▶ _AIM OF THE TASK_
In the records below, locate the line containing "the gray gas", then extract it and all following lines exactly, ending with the last line.

Records contained in a dataset:
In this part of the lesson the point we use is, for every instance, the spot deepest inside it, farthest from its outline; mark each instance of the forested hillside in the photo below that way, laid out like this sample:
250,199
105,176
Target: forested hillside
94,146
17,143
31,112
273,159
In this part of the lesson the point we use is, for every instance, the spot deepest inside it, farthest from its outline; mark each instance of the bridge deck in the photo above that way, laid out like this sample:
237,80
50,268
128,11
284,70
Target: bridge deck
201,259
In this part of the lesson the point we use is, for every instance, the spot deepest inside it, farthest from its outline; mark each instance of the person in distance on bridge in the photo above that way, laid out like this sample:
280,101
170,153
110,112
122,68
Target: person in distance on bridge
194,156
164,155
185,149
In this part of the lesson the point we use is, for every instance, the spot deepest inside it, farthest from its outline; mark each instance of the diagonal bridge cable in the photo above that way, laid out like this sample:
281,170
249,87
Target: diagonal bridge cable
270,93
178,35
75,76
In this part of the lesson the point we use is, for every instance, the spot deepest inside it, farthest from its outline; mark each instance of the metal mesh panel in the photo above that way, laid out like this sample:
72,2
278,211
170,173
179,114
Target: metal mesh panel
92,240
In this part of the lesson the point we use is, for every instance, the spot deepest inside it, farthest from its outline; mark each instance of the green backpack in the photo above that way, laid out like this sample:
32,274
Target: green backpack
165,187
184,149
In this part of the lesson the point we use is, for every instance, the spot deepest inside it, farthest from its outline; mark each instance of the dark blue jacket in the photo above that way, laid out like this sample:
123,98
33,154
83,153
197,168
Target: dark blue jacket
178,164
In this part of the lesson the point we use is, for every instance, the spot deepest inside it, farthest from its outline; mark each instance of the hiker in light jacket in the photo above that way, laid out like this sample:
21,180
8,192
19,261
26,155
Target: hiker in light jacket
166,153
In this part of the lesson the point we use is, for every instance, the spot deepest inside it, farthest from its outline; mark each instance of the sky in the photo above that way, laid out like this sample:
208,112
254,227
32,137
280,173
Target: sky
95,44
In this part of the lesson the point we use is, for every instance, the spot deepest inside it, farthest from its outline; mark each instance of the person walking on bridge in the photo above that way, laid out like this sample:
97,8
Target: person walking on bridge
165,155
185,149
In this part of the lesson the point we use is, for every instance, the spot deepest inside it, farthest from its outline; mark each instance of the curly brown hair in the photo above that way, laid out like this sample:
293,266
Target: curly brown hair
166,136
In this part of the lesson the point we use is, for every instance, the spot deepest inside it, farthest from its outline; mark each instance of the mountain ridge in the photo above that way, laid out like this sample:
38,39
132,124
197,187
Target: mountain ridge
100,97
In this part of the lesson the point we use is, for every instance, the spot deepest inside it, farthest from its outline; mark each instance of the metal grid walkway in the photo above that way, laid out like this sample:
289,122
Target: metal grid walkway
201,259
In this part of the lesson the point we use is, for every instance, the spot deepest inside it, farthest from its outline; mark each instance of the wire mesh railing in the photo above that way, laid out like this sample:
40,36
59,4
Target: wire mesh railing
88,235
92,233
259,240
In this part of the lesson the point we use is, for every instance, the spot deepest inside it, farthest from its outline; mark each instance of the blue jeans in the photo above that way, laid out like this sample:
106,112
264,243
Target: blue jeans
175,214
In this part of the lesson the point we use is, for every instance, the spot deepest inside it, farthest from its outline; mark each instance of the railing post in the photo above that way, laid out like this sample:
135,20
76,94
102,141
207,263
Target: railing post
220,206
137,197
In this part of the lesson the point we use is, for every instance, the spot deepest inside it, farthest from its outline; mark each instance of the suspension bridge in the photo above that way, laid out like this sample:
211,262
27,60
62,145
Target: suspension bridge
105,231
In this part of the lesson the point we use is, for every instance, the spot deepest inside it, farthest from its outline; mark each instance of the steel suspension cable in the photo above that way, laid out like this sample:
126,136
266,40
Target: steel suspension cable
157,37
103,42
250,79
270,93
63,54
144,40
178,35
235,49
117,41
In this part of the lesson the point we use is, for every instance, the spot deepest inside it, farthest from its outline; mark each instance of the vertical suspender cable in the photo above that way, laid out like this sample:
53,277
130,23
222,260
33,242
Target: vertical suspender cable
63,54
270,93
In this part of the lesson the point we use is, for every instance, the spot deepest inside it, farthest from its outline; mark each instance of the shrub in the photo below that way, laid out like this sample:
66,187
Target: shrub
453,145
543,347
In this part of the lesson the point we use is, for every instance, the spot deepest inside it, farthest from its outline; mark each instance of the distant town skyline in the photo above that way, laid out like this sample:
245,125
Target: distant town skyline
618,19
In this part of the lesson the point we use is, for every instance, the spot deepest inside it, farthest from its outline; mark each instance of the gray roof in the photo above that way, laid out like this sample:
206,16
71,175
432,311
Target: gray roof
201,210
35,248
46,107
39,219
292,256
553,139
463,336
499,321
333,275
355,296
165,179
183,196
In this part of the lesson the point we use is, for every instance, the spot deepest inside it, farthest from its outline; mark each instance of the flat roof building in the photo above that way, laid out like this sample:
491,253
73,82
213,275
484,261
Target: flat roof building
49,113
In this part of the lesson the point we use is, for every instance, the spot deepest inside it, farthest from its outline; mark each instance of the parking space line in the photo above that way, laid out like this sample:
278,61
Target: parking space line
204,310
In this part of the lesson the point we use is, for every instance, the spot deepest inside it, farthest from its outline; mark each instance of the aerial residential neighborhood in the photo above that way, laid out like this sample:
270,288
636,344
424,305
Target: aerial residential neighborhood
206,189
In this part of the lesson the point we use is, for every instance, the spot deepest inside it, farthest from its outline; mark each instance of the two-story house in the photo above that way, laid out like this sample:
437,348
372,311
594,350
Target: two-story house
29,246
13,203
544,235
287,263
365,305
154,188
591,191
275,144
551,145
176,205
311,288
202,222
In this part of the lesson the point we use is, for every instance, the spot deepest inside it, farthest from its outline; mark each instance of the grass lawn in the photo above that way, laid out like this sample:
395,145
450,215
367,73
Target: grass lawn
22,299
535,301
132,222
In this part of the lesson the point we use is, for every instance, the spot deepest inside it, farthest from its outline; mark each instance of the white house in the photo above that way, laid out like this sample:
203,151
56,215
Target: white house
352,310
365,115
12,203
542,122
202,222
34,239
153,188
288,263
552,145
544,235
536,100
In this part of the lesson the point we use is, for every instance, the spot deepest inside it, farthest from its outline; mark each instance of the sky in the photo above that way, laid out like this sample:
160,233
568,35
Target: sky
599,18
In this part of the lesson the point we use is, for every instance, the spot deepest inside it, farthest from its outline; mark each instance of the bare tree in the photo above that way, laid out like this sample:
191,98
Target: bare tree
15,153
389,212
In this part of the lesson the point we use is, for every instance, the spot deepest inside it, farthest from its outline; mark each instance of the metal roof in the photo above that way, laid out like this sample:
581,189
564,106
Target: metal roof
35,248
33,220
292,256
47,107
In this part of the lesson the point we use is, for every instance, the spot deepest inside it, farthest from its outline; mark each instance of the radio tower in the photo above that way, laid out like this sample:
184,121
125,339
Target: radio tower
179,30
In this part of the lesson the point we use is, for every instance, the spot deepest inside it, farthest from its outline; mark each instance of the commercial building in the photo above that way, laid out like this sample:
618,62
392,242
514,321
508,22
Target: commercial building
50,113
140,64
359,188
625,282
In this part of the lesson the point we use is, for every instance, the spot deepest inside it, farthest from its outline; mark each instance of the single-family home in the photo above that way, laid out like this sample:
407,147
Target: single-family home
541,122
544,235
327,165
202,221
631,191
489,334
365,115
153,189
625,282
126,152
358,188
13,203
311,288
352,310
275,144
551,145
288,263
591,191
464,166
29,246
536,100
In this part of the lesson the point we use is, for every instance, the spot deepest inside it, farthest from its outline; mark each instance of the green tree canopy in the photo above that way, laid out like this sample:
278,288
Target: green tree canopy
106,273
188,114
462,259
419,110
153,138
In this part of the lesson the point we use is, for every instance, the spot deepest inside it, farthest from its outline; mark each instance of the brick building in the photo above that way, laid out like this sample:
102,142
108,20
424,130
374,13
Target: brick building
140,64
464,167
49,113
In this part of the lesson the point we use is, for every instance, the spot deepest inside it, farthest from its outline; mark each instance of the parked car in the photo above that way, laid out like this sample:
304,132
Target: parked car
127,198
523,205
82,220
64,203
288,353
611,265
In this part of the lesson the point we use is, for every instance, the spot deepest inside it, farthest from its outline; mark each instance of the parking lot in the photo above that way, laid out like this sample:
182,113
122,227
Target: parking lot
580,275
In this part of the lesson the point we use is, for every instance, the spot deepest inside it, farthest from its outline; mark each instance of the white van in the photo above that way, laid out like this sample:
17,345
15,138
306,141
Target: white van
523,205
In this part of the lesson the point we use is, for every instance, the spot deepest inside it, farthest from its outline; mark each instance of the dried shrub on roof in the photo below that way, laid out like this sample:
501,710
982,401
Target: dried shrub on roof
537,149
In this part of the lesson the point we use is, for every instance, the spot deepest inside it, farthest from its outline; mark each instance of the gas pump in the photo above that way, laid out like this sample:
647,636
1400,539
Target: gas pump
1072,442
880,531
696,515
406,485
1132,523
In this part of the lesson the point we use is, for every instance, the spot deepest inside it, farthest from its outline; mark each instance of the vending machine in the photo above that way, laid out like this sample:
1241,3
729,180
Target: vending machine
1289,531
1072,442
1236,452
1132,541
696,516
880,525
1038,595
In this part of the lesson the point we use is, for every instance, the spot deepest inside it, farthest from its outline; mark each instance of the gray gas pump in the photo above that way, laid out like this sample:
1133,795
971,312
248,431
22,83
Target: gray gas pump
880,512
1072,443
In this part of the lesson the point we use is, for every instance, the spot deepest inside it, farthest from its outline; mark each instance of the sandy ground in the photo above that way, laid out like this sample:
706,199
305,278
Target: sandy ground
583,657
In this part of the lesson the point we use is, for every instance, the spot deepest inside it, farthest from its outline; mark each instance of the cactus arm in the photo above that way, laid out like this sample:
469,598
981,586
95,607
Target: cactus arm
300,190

▶ _SOLUTION TO THE EXERCISE_
In this part of the lesson the point we use is, for every instance, the spot deepest inside it, farthest from its outline; mark each instance of the gray gas pump in the photo above that way, laid out like this sample:
1133,795
971,312
248,431
22,83
Target: gray gas pump
880,512
1072,443
In this part of the lesson the point we use is, for every instance, the spot deepest inside it, farthest from its outline; mark each instance of the sandy ground in the photo above that way, laid out like this sample:
706,199
305,278
Target: sandy ground
583,657
In this part of the lesson the point we use is, for every instance, the spot deepest inside it, farthest from its outline; mark each instance of the cactus arm in the photo above that way, laid out like this sample:
469,598
981,586
95,607
Target: cactus arm
300,190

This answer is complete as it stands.